Information below:

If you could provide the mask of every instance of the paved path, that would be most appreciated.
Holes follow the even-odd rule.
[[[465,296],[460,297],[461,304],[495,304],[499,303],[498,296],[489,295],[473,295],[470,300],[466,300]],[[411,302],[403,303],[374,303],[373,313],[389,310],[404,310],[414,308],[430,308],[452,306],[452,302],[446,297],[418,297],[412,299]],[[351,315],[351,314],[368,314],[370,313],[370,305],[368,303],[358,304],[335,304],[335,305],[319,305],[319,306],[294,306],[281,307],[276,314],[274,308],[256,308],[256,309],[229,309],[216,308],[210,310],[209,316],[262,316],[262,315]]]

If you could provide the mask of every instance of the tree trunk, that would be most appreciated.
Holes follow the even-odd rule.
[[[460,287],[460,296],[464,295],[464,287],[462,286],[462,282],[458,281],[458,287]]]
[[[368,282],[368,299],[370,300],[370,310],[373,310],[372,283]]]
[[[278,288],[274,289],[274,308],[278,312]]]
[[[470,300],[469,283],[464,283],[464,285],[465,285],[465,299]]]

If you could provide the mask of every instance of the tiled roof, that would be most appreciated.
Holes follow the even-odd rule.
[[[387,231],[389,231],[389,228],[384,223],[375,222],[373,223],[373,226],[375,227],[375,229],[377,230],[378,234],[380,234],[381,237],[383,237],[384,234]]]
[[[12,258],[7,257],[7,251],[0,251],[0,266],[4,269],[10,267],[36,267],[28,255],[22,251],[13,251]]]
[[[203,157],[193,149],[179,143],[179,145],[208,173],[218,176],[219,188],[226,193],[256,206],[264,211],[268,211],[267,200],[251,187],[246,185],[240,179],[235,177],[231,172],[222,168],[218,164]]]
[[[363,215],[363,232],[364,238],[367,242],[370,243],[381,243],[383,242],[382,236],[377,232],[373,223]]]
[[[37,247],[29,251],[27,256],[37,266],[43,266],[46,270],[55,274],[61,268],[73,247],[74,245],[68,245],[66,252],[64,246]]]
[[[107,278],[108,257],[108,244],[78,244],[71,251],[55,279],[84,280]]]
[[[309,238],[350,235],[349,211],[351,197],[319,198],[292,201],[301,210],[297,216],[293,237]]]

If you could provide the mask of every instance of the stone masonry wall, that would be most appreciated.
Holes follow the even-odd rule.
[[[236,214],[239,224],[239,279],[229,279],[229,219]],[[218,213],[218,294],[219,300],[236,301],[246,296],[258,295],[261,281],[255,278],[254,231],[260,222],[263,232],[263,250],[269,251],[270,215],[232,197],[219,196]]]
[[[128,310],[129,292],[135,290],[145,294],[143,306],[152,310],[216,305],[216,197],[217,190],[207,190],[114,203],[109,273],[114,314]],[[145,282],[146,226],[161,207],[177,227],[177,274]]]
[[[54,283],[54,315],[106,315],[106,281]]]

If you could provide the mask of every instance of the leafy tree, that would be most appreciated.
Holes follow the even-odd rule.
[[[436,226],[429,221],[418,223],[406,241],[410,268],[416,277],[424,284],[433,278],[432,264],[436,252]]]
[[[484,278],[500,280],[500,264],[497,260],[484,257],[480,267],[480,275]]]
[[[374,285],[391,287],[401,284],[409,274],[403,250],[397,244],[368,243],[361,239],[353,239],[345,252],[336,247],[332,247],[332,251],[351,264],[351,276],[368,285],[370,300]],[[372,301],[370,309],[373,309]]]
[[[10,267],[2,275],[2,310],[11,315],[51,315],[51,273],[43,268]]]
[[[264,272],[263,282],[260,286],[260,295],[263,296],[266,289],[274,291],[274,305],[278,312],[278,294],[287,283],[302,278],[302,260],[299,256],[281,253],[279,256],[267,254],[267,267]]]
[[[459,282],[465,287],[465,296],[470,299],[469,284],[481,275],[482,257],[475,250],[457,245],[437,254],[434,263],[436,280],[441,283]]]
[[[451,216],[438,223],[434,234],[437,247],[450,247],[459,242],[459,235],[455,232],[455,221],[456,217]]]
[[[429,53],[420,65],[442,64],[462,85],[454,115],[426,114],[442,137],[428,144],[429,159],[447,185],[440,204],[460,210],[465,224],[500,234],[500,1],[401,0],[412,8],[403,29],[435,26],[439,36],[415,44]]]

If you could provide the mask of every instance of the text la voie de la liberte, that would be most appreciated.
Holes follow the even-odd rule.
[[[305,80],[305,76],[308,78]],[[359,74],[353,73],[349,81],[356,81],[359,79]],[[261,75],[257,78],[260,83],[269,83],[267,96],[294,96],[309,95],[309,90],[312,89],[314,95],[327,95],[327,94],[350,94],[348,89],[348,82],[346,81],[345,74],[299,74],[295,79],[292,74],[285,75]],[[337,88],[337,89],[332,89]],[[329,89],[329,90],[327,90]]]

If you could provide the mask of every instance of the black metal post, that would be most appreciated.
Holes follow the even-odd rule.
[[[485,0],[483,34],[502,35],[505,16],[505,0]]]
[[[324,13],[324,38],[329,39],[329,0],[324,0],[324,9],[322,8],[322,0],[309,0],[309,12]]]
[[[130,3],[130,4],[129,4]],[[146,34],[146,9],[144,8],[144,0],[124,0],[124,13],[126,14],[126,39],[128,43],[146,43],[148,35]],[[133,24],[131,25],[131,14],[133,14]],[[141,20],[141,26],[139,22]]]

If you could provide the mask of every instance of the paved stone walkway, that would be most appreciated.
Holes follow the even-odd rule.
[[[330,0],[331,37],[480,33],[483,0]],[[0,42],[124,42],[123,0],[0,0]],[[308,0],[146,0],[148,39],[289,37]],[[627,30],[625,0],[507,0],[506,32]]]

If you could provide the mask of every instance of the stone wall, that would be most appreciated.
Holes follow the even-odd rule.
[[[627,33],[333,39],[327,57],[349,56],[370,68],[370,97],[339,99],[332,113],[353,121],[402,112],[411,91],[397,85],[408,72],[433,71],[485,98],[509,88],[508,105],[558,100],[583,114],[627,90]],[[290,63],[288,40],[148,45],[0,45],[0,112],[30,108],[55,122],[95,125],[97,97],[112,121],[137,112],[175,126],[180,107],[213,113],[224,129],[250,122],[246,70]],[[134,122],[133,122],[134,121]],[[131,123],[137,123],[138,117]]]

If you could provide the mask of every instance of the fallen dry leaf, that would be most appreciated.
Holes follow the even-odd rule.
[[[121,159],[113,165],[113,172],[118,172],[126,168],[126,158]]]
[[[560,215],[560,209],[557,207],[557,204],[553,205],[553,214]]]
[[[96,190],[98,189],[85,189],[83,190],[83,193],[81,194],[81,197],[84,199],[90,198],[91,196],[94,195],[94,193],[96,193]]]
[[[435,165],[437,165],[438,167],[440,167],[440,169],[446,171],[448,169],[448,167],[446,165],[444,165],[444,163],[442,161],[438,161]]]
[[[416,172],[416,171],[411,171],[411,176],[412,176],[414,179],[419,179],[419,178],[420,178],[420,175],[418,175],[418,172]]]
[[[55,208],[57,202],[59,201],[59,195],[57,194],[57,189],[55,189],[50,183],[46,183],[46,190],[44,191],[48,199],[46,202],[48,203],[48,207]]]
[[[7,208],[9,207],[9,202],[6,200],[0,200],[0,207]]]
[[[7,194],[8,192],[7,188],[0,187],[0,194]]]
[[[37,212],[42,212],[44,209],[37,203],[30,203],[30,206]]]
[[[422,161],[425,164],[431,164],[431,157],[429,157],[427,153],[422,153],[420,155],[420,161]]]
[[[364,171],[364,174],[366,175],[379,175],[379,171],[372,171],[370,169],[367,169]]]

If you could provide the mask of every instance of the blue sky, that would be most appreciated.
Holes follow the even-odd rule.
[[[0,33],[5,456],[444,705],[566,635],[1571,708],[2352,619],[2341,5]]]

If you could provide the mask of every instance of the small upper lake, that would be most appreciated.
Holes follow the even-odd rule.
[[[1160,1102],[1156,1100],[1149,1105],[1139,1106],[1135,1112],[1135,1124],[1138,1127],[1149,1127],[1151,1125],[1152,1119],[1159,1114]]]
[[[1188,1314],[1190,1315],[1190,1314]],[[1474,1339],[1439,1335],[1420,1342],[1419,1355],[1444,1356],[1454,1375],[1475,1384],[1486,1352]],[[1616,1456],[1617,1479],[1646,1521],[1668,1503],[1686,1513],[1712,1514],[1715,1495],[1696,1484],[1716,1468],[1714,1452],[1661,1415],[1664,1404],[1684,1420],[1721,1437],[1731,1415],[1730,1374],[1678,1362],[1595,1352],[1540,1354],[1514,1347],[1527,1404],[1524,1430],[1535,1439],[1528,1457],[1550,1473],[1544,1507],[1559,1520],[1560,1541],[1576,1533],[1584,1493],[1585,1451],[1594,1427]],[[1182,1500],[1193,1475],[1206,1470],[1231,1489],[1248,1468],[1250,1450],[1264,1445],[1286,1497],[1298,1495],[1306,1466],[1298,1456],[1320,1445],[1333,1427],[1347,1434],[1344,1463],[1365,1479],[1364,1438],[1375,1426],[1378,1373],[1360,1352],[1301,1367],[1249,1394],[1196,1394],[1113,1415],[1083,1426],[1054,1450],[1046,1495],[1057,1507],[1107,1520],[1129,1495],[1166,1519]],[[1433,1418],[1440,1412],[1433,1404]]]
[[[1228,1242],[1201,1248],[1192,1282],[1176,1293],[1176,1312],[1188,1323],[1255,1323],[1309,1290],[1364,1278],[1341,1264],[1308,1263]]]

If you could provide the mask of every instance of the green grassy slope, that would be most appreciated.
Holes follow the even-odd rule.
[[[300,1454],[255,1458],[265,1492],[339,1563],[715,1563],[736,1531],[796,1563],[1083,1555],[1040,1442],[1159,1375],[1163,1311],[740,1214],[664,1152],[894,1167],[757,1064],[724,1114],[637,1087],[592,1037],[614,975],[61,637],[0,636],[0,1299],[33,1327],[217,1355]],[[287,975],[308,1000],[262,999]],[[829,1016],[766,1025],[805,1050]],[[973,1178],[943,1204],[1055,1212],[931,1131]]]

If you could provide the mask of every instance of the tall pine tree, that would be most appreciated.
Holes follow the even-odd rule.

End of Information.

> [Your goal] Give only the number of lines in the material above that hold the word "paved".

> [Output for this exercise] 2